**TASK INPUTS**.
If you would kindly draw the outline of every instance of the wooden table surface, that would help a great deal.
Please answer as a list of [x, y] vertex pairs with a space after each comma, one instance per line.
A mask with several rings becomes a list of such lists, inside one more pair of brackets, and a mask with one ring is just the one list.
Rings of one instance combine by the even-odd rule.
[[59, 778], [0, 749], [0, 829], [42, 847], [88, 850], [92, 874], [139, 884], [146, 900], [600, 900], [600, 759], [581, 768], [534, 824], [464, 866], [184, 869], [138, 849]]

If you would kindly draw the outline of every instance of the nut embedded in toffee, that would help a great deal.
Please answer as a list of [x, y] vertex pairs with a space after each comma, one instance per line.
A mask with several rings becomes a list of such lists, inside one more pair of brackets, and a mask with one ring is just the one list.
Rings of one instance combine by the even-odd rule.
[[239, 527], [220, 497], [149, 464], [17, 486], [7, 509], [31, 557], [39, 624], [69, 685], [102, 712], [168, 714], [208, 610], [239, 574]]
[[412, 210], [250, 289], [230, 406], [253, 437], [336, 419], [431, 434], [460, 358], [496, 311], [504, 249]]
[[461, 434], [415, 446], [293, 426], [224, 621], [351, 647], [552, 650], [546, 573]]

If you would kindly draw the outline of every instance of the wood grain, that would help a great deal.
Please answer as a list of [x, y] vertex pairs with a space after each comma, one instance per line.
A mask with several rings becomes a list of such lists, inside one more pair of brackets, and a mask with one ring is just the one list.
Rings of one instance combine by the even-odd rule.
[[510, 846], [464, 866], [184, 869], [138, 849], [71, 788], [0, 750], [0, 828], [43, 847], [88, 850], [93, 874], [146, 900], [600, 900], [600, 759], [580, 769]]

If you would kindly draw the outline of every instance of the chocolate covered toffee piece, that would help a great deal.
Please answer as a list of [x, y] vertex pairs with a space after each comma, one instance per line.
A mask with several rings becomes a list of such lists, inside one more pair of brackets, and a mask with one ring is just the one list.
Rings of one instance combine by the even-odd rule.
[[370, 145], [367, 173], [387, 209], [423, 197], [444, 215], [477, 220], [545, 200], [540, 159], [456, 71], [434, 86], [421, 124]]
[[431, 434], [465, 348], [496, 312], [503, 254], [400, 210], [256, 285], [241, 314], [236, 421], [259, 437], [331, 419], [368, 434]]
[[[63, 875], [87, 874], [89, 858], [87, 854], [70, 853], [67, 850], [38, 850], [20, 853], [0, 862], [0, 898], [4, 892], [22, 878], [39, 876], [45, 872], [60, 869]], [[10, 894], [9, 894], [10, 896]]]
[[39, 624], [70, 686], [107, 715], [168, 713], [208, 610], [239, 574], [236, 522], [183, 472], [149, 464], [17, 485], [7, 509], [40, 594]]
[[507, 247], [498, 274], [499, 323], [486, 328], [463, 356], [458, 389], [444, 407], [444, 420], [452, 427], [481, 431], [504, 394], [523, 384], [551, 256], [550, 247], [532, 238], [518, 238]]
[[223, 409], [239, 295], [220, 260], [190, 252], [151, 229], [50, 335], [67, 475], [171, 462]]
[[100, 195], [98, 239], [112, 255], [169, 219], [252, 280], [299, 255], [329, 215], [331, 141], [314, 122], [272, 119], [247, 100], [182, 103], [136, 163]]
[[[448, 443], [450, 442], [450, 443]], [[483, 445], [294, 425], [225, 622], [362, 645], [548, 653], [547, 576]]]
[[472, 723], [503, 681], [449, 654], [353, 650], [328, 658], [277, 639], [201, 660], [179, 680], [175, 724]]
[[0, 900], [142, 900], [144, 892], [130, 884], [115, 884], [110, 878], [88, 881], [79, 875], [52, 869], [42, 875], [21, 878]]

**PROBLEM TO SOLVE**.
In the listing above, reproduce the first line and each one after it through the line that contains "piece, that would help a great deal.".

**RESULT**.
If you would kindly draw the outline of every instance of the wooden table surface, that would help a great deal.
Please answer as a list of [x, y] vertex pairs with a space after each comma, one instance per line.
A mask with several rings becomes a list of such lists, inside one more pair of brackets, and a mask with one ring is just the one list.
Rings of one instance combine by the even-odd rule.
[[59, 778], [0, 749], [0, 829], [42, 847], [88, 850], [92, 874], [139, 884], [146, 900], [600, 900], [600, 759], [581, 768], [534, 824], [464, 866], [184, 869], [138, 849]]

If you would kindly draw the outline of every instance of the nut embedded in toffee, that would help a great deal.
Please answer as a list of [x, y] vertex pairs with a space after each comma, one instance per line.
A mask with several rings becomes a list of such lists, inside one more pair of brackets, and a mask with one ring is just the one list.
Rings of one instance combine by the even-odd rule.
[[239, 527], [220, 497], [149, 464], [17, 486], [7, 509], [31, 557], [39, 624], [69, 685], [102, 712], [168, 714], [208, 610], [239, 574]]
[[412, 210], [250, 289], [230, 406], [253, 437], [336, 419], [431, 434], [460, 358], [496, 311], [504, 249]]
[[461, 434], [415, 446], [293, 426], [224, 621], [351, 647], [552, 650], [546, 573]]

If you would kindly draw the outline of every instance of the wood grain, that would help a great deal.
Please answer as a list of [x, y] vertex pairs with a space after each comma, one instance per line.
A mask with several rings becomes a list of such lists, inside one more pair of brackets, and a mask with one ring is just the one list.
Rings of one instance combine by the even-odd rule.
[[510, 846], [464, 866], [184, 869], [138, 849], [71, 788], [0, 750], [0, 828], [43, 847], [88, 850], [93, 874], [146, 900], [600, 900], [600, 759], [580, 769]]

If you would kindly draw the outline of every instance of the chocolate covered toffee piece, that would help a great deal.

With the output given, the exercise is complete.